* _WHAT IS ASKED_:
Count the lines in the entries below that contain the string "tree", matching case exactly. Reply with the number alone.

++++ DATA SUPPLIED

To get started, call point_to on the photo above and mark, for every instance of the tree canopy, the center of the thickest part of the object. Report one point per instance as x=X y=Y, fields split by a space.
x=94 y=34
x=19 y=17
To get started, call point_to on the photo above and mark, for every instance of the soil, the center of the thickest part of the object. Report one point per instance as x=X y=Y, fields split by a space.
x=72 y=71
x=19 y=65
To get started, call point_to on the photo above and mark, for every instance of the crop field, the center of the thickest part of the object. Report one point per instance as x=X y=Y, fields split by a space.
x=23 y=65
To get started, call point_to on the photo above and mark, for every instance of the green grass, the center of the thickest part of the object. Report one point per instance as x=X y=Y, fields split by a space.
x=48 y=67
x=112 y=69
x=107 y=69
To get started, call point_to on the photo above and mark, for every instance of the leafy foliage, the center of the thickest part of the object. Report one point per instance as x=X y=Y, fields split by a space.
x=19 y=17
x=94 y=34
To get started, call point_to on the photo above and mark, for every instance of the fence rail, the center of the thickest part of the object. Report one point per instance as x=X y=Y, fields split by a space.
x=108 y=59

++++++++
++++ DATA SUPPLIED

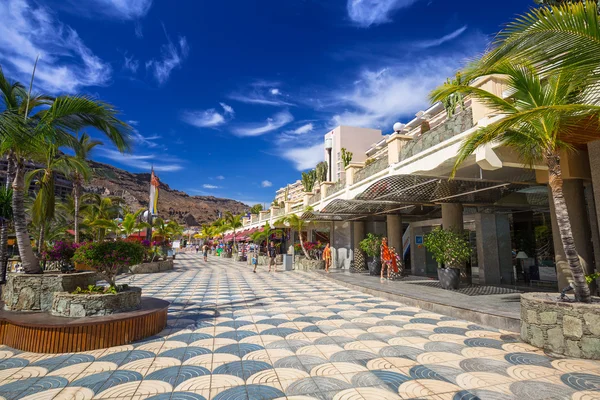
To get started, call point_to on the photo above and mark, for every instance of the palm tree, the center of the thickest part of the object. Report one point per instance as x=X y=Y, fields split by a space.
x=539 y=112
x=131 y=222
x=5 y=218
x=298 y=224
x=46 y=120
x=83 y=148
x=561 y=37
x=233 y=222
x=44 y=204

++++++++

* _RESULT OF THIS EXERCISE_:
2